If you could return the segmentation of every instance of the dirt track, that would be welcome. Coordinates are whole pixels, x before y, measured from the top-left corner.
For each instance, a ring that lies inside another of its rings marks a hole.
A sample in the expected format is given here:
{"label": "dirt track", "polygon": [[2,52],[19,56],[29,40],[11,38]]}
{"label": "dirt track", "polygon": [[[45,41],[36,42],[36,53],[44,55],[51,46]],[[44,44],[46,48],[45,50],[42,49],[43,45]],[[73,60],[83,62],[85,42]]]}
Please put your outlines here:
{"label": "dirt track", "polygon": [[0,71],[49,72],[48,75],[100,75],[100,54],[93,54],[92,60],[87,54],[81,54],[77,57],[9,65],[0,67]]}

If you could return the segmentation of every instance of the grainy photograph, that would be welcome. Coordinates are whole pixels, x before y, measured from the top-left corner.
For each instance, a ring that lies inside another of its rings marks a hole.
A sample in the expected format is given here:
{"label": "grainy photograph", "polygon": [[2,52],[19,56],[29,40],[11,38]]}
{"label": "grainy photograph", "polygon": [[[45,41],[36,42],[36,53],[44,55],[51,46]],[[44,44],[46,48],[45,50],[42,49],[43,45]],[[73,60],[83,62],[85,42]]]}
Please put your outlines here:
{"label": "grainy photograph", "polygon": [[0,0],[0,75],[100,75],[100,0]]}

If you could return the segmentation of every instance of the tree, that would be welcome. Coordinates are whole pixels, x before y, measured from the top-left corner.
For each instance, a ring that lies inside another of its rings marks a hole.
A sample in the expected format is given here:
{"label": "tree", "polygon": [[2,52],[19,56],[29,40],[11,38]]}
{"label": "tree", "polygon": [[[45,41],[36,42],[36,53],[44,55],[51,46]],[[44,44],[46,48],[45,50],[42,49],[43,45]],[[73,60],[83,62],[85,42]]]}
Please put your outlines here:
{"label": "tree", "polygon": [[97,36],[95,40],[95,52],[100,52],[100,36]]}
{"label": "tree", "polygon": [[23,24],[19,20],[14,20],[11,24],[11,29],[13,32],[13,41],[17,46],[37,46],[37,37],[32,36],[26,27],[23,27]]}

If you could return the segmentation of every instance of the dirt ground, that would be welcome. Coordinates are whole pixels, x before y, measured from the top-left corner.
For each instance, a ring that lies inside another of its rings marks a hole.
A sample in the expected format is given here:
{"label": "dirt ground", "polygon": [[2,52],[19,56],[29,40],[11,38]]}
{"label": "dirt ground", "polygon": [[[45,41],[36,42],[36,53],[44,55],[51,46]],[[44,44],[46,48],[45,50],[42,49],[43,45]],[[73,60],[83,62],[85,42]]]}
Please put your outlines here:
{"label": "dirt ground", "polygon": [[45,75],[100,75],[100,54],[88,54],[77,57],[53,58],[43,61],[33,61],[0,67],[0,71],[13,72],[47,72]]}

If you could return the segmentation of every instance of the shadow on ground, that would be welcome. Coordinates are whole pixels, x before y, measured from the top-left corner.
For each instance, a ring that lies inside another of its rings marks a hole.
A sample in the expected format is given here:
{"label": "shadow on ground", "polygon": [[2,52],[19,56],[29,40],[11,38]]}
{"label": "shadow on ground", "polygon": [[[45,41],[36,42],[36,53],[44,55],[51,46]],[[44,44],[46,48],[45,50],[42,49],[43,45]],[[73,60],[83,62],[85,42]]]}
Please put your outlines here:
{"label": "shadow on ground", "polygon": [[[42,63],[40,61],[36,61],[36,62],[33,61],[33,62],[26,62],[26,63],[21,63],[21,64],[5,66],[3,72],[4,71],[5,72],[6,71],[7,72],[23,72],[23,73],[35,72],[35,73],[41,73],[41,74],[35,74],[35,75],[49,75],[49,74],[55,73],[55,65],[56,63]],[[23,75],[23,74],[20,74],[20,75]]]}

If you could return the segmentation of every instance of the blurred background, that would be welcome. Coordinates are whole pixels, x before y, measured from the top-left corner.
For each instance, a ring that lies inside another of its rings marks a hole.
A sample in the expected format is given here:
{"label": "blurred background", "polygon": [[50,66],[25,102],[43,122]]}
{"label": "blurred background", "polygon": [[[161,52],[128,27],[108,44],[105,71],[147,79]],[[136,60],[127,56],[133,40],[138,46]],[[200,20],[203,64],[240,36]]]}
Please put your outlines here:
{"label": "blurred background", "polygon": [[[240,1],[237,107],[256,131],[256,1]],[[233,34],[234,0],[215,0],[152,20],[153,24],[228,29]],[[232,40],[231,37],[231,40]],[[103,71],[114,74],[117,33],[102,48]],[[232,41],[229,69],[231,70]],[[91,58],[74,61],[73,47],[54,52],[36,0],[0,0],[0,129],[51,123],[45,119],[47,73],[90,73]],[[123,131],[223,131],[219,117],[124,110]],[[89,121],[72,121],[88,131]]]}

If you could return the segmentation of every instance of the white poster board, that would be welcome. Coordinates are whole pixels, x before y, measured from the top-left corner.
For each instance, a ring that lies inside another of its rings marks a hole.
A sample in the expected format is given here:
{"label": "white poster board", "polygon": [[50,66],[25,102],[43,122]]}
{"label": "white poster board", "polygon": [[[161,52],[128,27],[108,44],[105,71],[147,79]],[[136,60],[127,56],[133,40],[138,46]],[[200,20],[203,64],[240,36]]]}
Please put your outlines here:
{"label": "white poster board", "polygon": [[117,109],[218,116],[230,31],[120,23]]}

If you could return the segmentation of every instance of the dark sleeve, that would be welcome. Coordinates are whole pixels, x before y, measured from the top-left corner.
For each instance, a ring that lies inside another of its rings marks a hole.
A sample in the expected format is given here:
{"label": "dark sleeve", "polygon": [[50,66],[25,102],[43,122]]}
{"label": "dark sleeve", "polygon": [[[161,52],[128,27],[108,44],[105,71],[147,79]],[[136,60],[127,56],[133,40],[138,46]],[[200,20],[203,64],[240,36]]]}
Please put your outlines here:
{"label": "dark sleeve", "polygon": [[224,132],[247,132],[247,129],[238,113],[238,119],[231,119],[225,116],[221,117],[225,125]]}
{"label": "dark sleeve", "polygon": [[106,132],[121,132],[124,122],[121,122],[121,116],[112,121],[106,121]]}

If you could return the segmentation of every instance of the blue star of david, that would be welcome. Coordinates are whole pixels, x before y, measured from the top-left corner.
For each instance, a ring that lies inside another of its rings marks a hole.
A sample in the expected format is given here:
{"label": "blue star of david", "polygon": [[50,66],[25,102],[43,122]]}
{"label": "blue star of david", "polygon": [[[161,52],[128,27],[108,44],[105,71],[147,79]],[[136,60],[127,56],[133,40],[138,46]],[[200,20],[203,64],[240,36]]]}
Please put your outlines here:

===

Reproduce every row above verbatim, line for line and in the same order, including blank lines.

If you could return the segmentation of every instance of the dirt track, that would be welcome. Coordinates are whole pixels, x before y, measured from the top-left corner.
For each instance, a ring that lies inside another of its rings marks a hole.
A sample in the expected format is given here:
{"label": "dirt track", "polygon": [[2,52],[19,56],[29,40],[11,38]]}
{"label": "dirt track", "polygon": [[[45,41],[36,42],[36,53],[44,55],[51,46]],[[44,44],[46,48],[45,50],[42,49],[43,45]],[[73,60],[83,62],[85,42]]]}
Please put your outlines here:
{"label": "dirt track", "polygon": [[0,71],[49,72],[48,75],[100,75],[100,54],[93,54],[92,60],[87,54],[81,54],[77,57],[9,65],[0,67]]}

If you could return the segmentation of every instance of the grainy photograph, that would be welcome. Coordinates are whole pixels, x before y, measured from the top-left corner.
For each instance, a ring that lies inside another of its rings marks a hole.
A sample in the expected format is given here:
{"label": "grainy photograph", "polygon": [[2,52],[19,56],[29,40],[11,38]]}
{"label": "grainy photograph", "polygon": [[[45,41],[36,42],[36,53],[44,55],[51,46]],[[44,44],[46,48],[45,50],[42,49],[43,45]],[[73,60],[83,62],[85,42]]]}
Please put your outlines here:
{"label": "grainy photograph", "polygon": [[0,0],[0,75],[100,75],[100,0]]}

If you could return the segmentation of every instance of the tree, that would be welcome. Coordinates are whole pixels, x before y, measured from the top-left corner.
For each instance, a ring that lies inside another of its rings marks a hole.
A sample in the expected format is given here:
{"label": "tree", "polygon": [[2,52],[19,56],[29,40],[11,38]]}
{"label": "tree", "polygon": [[[45,41],[36,42],[36,53],[44,55],[51,46]],[[44,44],[46,48],[45,50],[42,49],[43,45]],[[73,60],[83,62],[85,42]]]}
Please put your outlines here:
{"label": "tree", "polygon": [[97,36],[95,40],[95,52],[100,52],[100,36]]}
{"label": "tree", "polygon": [[23,24],[19,20],[14,20],[11,24],[11,29],[13,32],[13,41],[17,46],[37,46],[37,37],[32,36],[26,27],[23,27]]}

If you could return the segmentation of every instance of the dirt ground, that would be welcome. Coordinates are whole pixels, x before y, measured from the top-left corner.
For each instance, a ring that lies inside another of its rings marks a hole.
A sample in the expected format is given here:
{"label": "dirt ground", "polygon": [[2,52],[19,56],[29,40],[11,38]]}
{"label": "dirt ground", "polygon": [[[45,41],[36,42],[36,53],[44,55],[51,46]],[[44,44],[46,48],[45,50],[42,49],[43,45]],[[73,60],[83,62],[85,42]]]}
Please put your outlines here:
{"label": "dirt ground", "polygon": [[45,75],[100,75],[100,54],[88,54],[77,57],[53,58],[43,61],[33,61],[0,67],[0,71],[13,72],[47,72]]}

If you could return the segmentation of every instance of the shadow on ground, that would be welcome. Coordinates are whole pixels, x before y, measured from the top-left corner.
For each instance, a ring that lies inside another of its rings marks a hole.
A sample in the expected format is given here:
{"label": "shadow on ground", "polygon": [[2,52],[19,56],[29,40],[11,38]]}
{"label": "shadow on ground", "polygon": [[[45,41],[36,42],[36,53],[44,55],[51,46]],[[44,44],[46,48],[45,50],[42,49],[43,45]],[[73,60],[83,62],[85,42]]]}
Please put your outlines here:
{"label": "shadow on ground", "polygon": [[[42,63],[40,61],[36,61],[36,62],[33,61],[33,62],[26,62],[26,63],[21,63],[21,64],[5,66],[3,72],[4,71],[5,72],[6,71],[7,72],[23,72],[23,73],[35,72],[35,73],[41,73],[41,74],[35,74],[35,75],[49,75],[49,74],[55,73],[55,65],[56,63]],[[23,75],[23,74],[20,74],[20,75]]]}

If you could return the segmentation of every instance of the blurred background, that would be welcome. Coordinates are whole pixels, x before y, measured from the top-left corner.
For each instance, a ring that lies inside another of its rings marks a hole.
A sample in the expected format is given here:
{"label": "blurred background", "polygon": [[50,66],[25,102],[43,122]]}
{"label": "blurred background", "polygon": [[[161,52],[128,27],[108,44],[105,71],[147,79]],[[136,60],[127,56],[133,40],[138,46]],[[200,20],[203,64],[240,36]]]}
Please put your outlines here:
{"label": "blurred background", "polygon": [[[240,1],[237,107],[256,131],[256,1]],[[233,34],[234,0],[215,0],[152,20],[153,24],[228,29]],[[232,40],[231,37],[231,40]],[[103,71],[114,74],[117,33],[102,48]],[[232,41],[229,69],[231,70]],[[91,58],[74,61],[73,47],[54,52],[36,0],[0,0],[0,129],[51,123],[45,119],[47,73],[90,73]],[[123,131],[223,131],[219,117],[124,110]],[[89,121],[72,121],[88,131]]]}

If you could return the segmentation of every instance of the white poster board, that would be welcome. Coordinates are whole pixels, x before y, measured from the top-left corner.
For each instance, a ring that lies inside another of its rings marks a hole.
A sample in the expected format is given here:
{"label": "white poster board", "polygon": [[50,66],[25,102],[43,122]]}
{"label": "white poster board", "polygon": [[[161,52],[128,27],[108,44],[105,71],[147,79]],[[136,60],[127,56],[133,40],[138,46]],[[200,20],[203,64],[240,36]]]}
Please put your outlines here:
{"label": "white poster board", "polygon": [[117,109],[218,116],[230,31],[120,23]]}

If you could return the segmentation of every instance of the dark sleeve, that would be welcome. Coordinates are whole pixels, x before y, measured from the top-left corner.
For each instance, a ring that lies inside another of its rings marks a hole.
A sample in the expected format is given here:
{"label": "dark sleeve", "polygon": [[50,66],[25,102],[43,122]]}
{"label": "dark sleeve", "polygon": [[[161,52],[128,27],[108,44],[105,71],[147,79]],[[136,60],[127,56],[133,40],[138,46]],[[200,20],[203,64],[240,36]]]}
Please put your outlines here:
{"label": "dark sleeve", "polygon": [[224,132],[247,132],[247,129],[238,113],[238,119],[231,119],[225,116],[221,117],[225,125]]}
{"label": "dark sleeve", "polygon": [[106,132],[121,132],[124,122],[121,122],[121,116],[112,121],[106,121]]}

If you could return the segmentation of every instance of the blue star of david, that would be welcome. Coordinates are whole pixels, x before y, measured from the top-left corner.
For each instance, a ring that lies inside another of its rings marks a hole.
A sample in the expected format is given here:
{"label": "blue star of david", "polygon": [[50,66],[25,102],[43,122]]}
{"label": "blue star of david", "polygon": [[[161,52],[128,27],[108,44],[105,71],[147,79]],[[136,60],[127,56],[133,40],[138,46]],[[200,20],[203,64],[240,36]]]}
Please put your outlines here:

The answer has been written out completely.